Data extracts Start Marker

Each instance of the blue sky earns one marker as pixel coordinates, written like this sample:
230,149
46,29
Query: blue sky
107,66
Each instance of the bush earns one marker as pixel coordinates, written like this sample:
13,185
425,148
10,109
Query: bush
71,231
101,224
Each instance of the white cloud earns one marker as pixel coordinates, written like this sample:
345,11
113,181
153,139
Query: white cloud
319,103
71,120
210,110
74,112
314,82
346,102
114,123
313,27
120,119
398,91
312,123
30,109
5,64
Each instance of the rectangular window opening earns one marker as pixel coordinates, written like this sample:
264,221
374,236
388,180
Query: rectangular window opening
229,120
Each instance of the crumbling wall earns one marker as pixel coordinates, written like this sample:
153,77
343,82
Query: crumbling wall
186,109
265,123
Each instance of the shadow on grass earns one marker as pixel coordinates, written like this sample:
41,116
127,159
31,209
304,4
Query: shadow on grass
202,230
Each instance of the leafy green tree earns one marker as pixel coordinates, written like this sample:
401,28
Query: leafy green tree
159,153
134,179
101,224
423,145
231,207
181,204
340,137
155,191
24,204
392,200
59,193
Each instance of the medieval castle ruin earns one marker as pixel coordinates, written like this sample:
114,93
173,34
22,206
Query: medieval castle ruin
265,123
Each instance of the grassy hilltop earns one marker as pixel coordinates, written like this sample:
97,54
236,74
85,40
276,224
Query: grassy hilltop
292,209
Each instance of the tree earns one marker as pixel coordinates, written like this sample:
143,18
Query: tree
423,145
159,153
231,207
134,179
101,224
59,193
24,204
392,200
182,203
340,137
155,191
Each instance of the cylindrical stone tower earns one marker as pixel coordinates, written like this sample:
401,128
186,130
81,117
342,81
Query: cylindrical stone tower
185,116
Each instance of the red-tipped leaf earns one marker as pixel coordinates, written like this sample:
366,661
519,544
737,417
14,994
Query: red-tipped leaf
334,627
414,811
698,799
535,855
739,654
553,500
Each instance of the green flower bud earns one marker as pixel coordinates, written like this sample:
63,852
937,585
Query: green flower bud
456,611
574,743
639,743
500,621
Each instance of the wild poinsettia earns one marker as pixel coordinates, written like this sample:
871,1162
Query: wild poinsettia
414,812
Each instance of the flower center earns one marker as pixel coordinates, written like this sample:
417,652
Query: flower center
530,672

Data extracts End Marker

**Exercise details**
Every record must be transcribed exactly, with no line skipped.

**Exercise response**
Each instance of the blue sky earns one marker as pixel coordinates, written like this sample:
230,149
46,29
Query: blue sky
107,66
Each instance of the bush earns one marker as pixel coordinates, written like this sample:
13,185
425,148
10,109
Query: bush
71,231
101,224
Each instance of the white cloud earns one marker as pixel coordinates, written like this sample:
345,11
113,181
153,139
Query: white cloud
319,103
71,120
210,110
74,112
314,82
346,102
114,123
313,27
120,119
398,91
312,123
30,109
5,64
Each instance of the rectangular window opening earns one marker as pixel coordinates, written like this sample:
264,221
374,236
388,180
Query: rectangular window opening
229,120
Each instance of the crumbling wall earns one marker as pixel coordinates, written like this sample:
153,77
343,82
Query: crumbling wall
186,109
265,123
Each instance of the shadow on grass earns one marker as pixel coordinates, written like this sample:
41,116
127,159
31,209
304,4
Query: shadow on grass
202,230
Each instance of the leafy green tree earns one marker as pixel coordinates, written like this sample:
401,28
Query: leafy green tree
159,153
134,179
101,224
423,145
231,207
181,204
340,137
155,191
24,204
392,200
59,193
Each instance of the medieval castle ruin earns one marker as pixel coordinates, written like this sample:
114,93
173,34
22,206
Query: medieval castle ruin
265,123
Each instance of the grassy hilltop earns one marker as pixel coordinates, written like this sample:
97,54
236,74
85,40
276,224
Query: grassy hilltop
292,209
Each instance of the tree earns one marker as pixel coordinates, written like this sample:
143,18
Query: tree
423,145
159,153
231,207
134,179
101,224
59,193
24,204
392,200
182,203
340,137
155,191
Each instance of the cylindrical stone tower earns one marker as pixel coordinates, written like this sample:
401,128
186,130
81,117
342,81
Query: cylindrical stone tower
185,116
Each instance of the red-tipped leaf earns one marker as pixel coordinates, written like this sample:
366,661
519,544
737,417
14,994
Query: red-tipped leaf
334,627
414,811
698,799
535,855
739,654
553,500
Each instance of the green flower bud earns one marker as pixel coordinates, written like this sample:
63,852
937,585
Query: green flower bud
456,611
574,743
639,743
500,621
Each instance of the wild poinsettia earns one marker as pixel coordinates, written like this sample:
871,1162
Query: wild poinsettia
414,812
Each instance of the flower center earns one marker as pixel coordinates, written like this sample:
417,652
Query: flower center
530,672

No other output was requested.